WORK TO COMPLETE => Please write out the data that follows, word for word.

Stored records
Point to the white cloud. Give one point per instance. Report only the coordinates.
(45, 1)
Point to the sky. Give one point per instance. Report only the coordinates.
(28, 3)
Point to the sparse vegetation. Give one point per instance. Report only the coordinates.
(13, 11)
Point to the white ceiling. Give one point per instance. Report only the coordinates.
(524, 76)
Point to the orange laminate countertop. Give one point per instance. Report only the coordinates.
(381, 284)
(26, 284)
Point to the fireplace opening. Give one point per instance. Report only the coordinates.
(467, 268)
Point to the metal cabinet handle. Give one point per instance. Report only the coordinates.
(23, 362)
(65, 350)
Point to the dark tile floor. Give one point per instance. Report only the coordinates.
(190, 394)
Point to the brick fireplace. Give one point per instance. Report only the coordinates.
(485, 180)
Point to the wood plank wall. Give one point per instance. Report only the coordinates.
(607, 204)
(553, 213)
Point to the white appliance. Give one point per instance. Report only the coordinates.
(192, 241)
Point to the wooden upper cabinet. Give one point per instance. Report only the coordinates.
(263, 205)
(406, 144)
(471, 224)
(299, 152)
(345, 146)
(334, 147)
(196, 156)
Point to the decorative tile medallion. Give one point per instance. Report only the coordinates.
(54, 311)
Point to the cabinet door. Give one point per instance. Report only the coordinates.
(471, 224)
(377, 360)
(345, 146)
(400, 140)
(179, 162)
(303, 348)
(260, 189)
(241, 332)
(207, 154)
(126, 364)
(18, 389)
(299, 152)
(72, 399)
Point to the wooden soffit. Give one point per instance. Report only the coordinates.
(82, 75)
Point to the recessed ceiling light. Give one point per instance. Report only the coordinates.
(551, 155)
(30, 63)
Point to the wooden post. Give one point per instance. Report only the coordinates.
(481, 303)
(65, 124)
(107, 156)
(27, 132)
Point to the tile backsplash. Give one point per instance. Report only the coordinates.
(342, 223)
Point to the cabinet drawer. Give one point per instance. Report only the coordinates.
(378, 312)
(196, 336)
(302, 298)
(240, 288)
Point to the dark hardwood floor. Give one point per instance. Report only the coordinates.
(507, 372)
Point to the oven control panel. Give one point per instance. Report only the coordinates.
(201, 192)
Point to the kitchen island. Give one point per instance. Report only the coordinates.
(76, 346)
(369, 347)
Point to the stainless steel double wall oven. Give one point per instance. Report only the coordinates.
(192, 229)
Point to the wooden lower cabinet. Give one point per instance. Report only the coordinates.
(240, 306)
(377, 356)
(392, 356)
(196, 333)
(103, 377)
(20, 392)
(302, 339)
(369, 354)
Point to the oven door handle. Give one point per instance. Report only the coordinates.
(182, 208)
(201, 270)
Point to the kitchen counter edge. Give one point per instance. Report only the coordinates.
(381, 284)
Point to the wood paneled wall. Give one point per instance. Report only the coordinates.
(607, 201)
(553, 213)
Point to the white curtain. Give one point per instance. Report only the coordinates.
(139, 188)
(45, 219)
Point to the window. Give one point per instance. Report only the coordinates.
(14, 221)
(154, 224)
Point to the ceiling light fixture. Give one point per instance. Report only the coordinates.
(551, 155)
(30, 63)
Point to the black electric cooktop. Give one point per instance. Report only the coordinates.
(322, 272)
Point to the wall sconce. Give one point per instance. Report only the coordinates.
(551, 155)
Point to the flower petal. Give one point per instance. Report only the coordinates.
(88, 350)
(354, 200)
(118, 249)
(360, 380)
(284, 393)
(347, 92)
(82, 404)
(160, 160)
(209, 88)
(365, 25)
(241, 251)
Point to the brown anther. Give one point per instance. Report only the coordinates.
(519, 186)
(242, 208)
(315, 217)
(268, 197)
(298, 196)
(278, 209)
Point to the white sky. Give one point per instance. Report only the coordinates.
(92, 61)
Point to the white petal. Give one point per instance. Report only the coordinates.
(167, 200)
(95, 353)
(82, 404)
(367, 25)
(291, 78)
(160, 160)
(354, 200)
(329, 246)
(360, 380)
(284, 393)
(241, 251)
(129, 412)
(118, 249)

ANSWER TO THIS PROBLEM =>
Point to the white cloud. Give one point per instance. Report only the coordinates.
(45, 1)
Point to the sky. Give one point per instance. Report only the coordinates.
(28, 3)
Point to the sparse vegetation. Give one point per instance. Report only the coordinates.
(13, 11)
Point to the white ceiling. Give one point per instance. Report only the coordinates.
(524, 76)
Point to the orange laminate countertop. Give one point per instance. Report only the coordinates.
(381, 284)
(26, 284)
Point to the fireplace opening. Give one point per instance. Report only the coordinates.
(467, 268)
Point to the metal cabinet handle. Give one point per instance. Report only the coordinates.
(23, 362)
(65, 350)
Point to the dark tile floor. Give one point per instance. Report only the coordinates.
(190, 394)
Point to the brick fireplace. Give one point per instance. Report only the coordinates.
(485, 180)
Point to the wood plank wall. Give one point per instance. Report only the coordinates.
(607, 204)
(553, 213)
Point to the white appliance. Give one point per instance. Report only the coordinates.
(192, 241)
Point to the wooden upper cabinet. Give one point per instance. Report only the coordinates.
(263, 205)
(406, 144)
(471, 224)
(299, 152)
(345, 146)
(334, 147)
(196, 156)
Point to the decorative tile medallion. Give one point per instance. Report only the coordinates.
(54, 311)
Point to the cabinet door. Give one point per instance. Report only the coordinates.
(471, 224)
(377, 360)
(345, 146)
(400, 140)
(179, 162)
(303, 348)
(260, 189)
(241, 332)
(207, 154)
(126, 364)
(18, 389)
(299, 152)
(72, 399)
Point to the wooden soffit. Give one point per instance. Report only the coordinates.
(82, 75)
Point to the recessed ceiling light. Give one point per instance. Report only the coordinates.
(551, 155)
(30, 63)
Point to the wooden post. Give one point per instance. Report only the coordinates.
(481, 303)
(65, 124)
(107, 156)
(27, 132)
Point to the tile backsplash. Give one point per instance. Report only the coordinates.
(342, 223)
Point to the cabinet drawer. Give one point per instance. Report only the coordinates.
(378, 312)
(196, 336)
(302, 298)
(240, 288)
Point to the dark hardwood floor. Give one point per instance. Report only the coordinates.
(507, 372)
Point to the oven control panel. Give one point per instance. Report only the coordinates.
(201, 192)
Point to the kitchen island. Give one point per instance. Report only the coordinates.
(76, 346)
(369, 347)
Point to the stainless steel double wall oven. Give one point per instance. Report only the coordinates.
(192, 229)
Point to the wooden lower cabinet. Give one point per instance. Report only the coordinates.
(240, 306)
(377, 356)
(392, 356)
(196, 333)
(103, 377)
(20, 392)
(302, 339)
(369, 354)
Point to the oven door handle. Give one point per instance. Report only the coordinates.
(182, 208)
(201, 270)
Point to the kitchen counter edge. Give one point per instance. Report only the coordinates.
(381, 284)
Point to the wood paneled wall. Give one point per instance. Report only the coordinates.
(607, 201)
(553, 213)
Point to the white curtain. Give one point per instance. Report only the coordinates.
(139, 188)
(45, 219)
Point to the window. Give one point per instance. Report only the coordinates.
(14, 221)
(154, 224)
Point to the ceiling light fixture. Give one point per instance. Report only the coordinates.
(551, 155)
(30, 63)
Point to the black electric cooktop. Give one point per instance. Report only the coordinates.
(322, 272)
Point to the wall sconce. Give one point per instance. Report only the coordinates.
(551, 155)
Point to the flower petal. Give one point per instance. Report only the coordinates.
(88, 350)
(354, 200)
(118, 249)
(360, 380)
(284, 393)
(347, 92)
(82, 404)
(160, 160)
(209, 88)
(365, 25)
(241, 251)
Point to the brown anther. Give one point per instance. Report only the coordinates.
(519, 186)
(242, 208)
(315, 217)
(268, 197)
(298, 196)
(278, 209)
Point to the white sky. Give one point per instance. Report only the coordinates.
(92, 61)
Point to the white petal. Give one point per instance. Report only the coordinates.
(167, 200)
(95, 353)
(82, 404)
(367, 25)
(291, 78)
(160, 160)
(354, 200)
(329, 246)
(360, 380)
(284, 393)
(241, 251)
(129, 412)
(118, 249)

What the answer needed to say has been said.